_Document extract_:
==*==
Yeah, bring this on. Let's go.

Rajiv Parikh 40:17

Let's go. Bring on the food. Okay, I'm gonna read you three statements. You're gonna tell me which one is a lie when I count down, okay? Number one, black pepper from South India was such a coveted commodity that it was once called black gold and used as currency in Rome. Number two, the first recorded restaurant menu in India dates back to the kingdom of Maghara, where travelers were charged by the weight of food consumed. Or number three, the ancient Indian text Mara Solasa from the 12th century describes over 300 recipes, including stuffed eggplant, milk sweets, and spiced rice. Okay, which one of these threes are lie? Black pepper, food consumed by weight, or this 300 recipes from the ancient text? Okay? Three, two, one. Alright, we got some disagreement. Quick Briya, why do you say three is false?

SPEAKER_02 41:07

Because I don't think we had that much of milk sweets which came into the world until later the Persians came down to India.

Rajiv Parikh 41:15

Oh, I like that answer. All right, go ahead, uh, Uncor.

SPEAKER_01 41:18

I think it's very hard to weigh how much you consume by weight. I mean, if you've been to India and stayed at one of the hotels and just visited the buffet, like I don't think that's a possibility to have at all. So I stick with number two, but Korea threw me off a little bit, but I'm gonna stick to number two.

Rajiv Parikh 41:36

And the winner of this one is Ankor. Number two is a lie. Magadan food wing. While ancient India had Dhanam shalas and caravanashalas offering food to travelers, there's no historical record of menus or weight-based meal pricing. Pepper's currency, that is true, Roman merchants prized Indian pepper above gold. Pliny the Elder wrote complaints about Rome's draining trade with India because of the spice, giving pepper the nickname Black Gold. And then Mana Solasa text. It is true, attributed to King Someshvada III of the Western Chalukya dynasty. The Mana Solasa is one of the oldest recorded encyclopedias detailing royal cuisine, including recipes still recognizable today, like Vada and flavored milk tricks. So there you go. Get one from Amazon to your Kindle. Okay, I'm gonna read you three statements. One is false. Here's the next one. A Bangalore-based startup recently developed a samosa printer. It's a 3D food printer that can print and fry filled pastries automatically. That's number one. Number two, Indian pizza first appeared in Chennai in the 1970s, replacing tomato sauce with spicy chutney to fill local palates. Number three, in 2018, Indian Railways tested AI-powered cameras in kitchens to detect hygiene lapses before dispatching passenger meals. Okay, so samoso printer, Indian pizza, AI powered cameras for hygiene lapses. Ready? Three, two, one! Ooh, dissonance again, so we have a shot here. Okay, Encore Y1 is false.

SPEAKER_01 43:14

You know, I think in order for you to have an AI product, you have to have repeatability. And uh, if I've seen anything once again from the buffets, as you can tell, I hit up the Indian buffets a lot, is that every Indian has a different palette for the same dish. And I think it's very hard to make a samosa recipe repeatable. So, in fundamental notion, since it requires repeatability, I negate that one.

SPEAKER_02 43:39

All right. But it's Indian founders, they can go out and build anything. You see that, Ancore, you know?

SPEAKER_01 43:47

I believe that they built it, but I just think it's gonna only address a very small group of audience. And come on, you know, they'd say tail up, right?
==*==
_Rows_:
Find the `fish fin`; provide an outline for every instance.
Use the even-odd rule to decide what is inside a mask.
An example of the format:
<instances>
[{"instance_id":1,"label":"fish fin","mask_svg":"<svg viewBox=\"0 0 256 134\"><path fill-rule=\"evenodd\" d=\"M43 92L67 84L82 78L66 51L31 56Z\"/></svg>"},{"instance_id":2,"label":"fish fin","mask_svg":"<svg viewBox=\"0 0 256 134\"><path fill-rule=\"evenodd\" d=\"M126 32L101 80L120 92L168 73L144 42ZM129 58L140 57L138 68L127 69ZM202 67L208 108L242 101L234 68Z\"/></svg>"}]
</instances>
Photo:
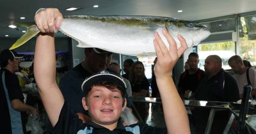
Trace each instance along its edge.
<instances>
[{"instance_id":1,"label":"fish fin","mask_svg":"<svg viewBox=\"0 0 256 134\"><path fill-rule=\"evenodd\" d=\"M39 33L39 30L37 28L36 25L32 25L29 26L26 33L22 35L18 40L16 41L14 44L12 45L12 47L9 48L10 50L15 49L29 40L31 38L36 36Z\"/></svg>"},{"instance_id":2,"label":"fish fin","mask_svg":"<svg viewBox=\"0 0 256 134\"><path fill-rule=\"evenodd\" d=\"M32 25L35 25L34 22L15 22L13 23L13 24L15 26L16 26L17 27L24 27L27 29L28 29L28 27L29 27L29 26L32 26Z\"/></svg>"},{"instance_id":3,"label":"fish fin","mask_svg":"<svg viewBox=\"0 0 256 134\"><path fill-rule=\"evenodd\" d=\"M164 27L164 26L163 25L159 25L157 24L148 24L147 27L145 27L144 28L145 30L147 30L149 31L156 31L156 29L157 29L159 27Z\"/></svg>"}]
</instances>

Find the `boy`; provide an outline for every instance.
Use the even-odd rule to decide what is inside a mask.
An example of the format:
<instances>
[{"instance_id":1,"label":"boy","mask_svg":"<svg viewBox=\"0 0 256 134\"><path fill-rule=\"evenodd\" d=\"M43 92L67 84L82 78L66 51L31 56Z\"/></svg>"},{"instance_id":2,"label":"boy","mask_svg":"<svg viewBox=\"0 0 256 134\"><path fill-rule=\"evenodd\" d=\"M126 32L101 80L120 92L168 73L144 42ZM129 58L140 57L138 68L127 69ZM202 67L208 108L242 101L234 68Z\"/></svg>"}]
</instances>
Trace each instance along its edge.
<instances>
[{"instance_id":1,"label":"boy","mask_svg":"<svg viewBox=\"0 0 256 134\"><path fill-rule=\"evenodd\" d=\"M38 13L35 19L41 31L36 43L35 77L44 105L54 127L54 133L190 133L185 107L170 77L179 57L187 48L186 41L181 36L179 36L181 47L177 49L176 43L167 30L163 31L170 43L170 50L158 33L155 33L154 40L158 58L154 72L165 113L166 129L156 128L143 123L124 126L118 119L126 105L126 100L122 96L125 84L118 76L107 75L107 72L91 76L82 85L84 91L83 106L88 110L92 119L92 121L83 124L76 115L70 114L68 104L65 103L55 80L53 32L60 27L62 15L58 9L47 8Z\"/></svg>"}]
</instances>

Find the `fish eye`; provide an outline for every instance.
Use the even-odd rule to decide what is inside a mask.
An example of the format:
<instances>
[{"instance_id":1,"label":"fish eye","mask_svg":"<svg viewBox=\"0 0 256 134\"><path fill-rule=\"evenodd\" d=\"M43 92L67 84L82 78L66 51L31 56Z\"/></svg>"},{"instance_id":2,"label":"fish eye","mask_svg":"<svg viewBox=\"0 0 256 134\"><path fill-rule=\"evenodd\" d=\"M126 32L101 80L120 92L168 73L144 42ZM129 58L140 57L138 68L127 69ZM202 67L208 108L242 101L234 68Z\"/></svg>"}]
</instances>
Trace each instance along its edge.
<instances>
[{"instance_id":1,"label":"fish eye","mask_svg":"<svg viewBox=\"0 0 256 134\"><path fill-rule=\"evenodd\" d=\"M188 26L189 27L195 27L195 24L192 22L189 22L187 24L187 26Z\"/></svg>"}]
</instances>

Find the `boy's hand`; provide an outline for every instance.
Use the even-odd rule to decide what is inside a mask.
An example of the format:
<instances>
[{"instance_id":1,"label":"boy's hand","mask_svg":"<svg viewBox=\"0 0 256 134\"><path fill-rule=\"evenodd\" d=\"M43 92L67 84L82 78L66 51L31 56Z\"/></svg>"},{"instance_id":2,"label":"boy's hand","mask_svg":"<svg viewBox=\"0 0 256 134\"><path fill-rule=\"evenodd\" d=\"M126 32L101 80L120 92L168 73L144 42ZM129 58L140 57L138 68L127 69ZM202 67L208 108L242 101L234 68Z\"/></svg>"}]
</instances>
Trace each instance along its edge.
<instances>
[{"instance_id":1,"label":"boy's hand","mask_svg":"<svg viewBox=\"0 0 256 134\"><path fill-rule=\"evenodd\" d=\"M163 30L163 34L169 43L169 50L157 33L155 33L154 45L157 56L157 61L154 68L156 77L170 77L172 69L183 52L187 49L188 45L185 39L178 35L180 41L180 47L177 49L176 42L166 29Z\"/></svg>"},{"instance_id":2,"label":"boy's hand","mask_svg":"<svg viewBox=\"0 0 256 134\"><path fill-rule=\"evenodd\" d=\"M57 32L62 20L62 14L57 8L46 8L35 15L37 27L42 33Z\"/></svg>"}]
</instances>

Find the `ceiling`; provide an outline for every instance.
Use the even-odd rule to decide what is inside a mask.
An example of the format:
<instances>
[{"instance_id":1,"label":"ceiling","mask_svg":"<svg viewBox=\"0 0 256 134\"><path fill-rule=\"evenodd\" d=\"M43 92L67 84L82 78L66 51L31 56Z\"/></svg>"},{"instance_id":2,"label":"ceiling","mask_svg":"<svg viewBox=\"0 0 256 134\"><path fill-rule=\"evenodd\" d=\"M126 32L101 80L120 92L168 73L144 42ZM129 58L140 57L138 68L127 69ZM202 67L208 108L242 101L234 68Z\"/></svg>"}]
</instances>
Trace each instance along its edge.
<instances>
[{"instance_id":1,"label":"ceiling","mask_svg":"<svg viewBox=\"0 0 256 134\"><path fill-rule=\"evenodd\" d=\"M99 8L93 8L97 4ZM198 20L256 11L255 0L1 0L0 38L19 37L23 28L8 26L17 22L33 22L40 8L58 8L63 15L154 15ZM79 10L65 9L78 7ZM183 10L178 13L177 10ZM25 17L25 20L20 20ZM9 37L5 37L9 34Z\"/></svg>"}]
</instances>

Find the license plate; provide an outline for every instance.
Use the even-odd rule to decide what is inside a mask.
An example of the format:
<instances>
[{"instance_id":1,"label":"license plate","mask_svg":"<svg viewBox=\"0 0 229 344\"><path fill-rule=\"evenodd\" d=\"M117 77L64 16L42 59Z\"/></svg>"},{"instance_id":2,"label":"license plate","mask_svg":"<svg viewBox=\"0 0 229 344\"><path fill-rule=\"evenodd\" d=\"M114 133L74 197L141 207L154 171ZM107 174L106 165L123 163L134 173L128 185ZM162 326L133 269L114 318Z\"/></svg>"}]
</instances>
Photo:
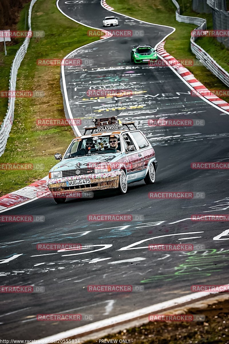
==*==
_Aim of the exercise_: Please set down, word for word, the stretch of the food trivia transcript starting at "SPEAKER_01 41:18" and ending at "to number two.".

_Complete response_:
SPEAKER_01 41:18

I think it's very hard to weigh how much you consume by weight. I mean, if you've been to India and stayed at one of the hotels and just visited the buffet, like I don't think that's a possibility to have at all. So I stick with number two, but Korea threw me off a little bit, but I'm gonna stick to number two.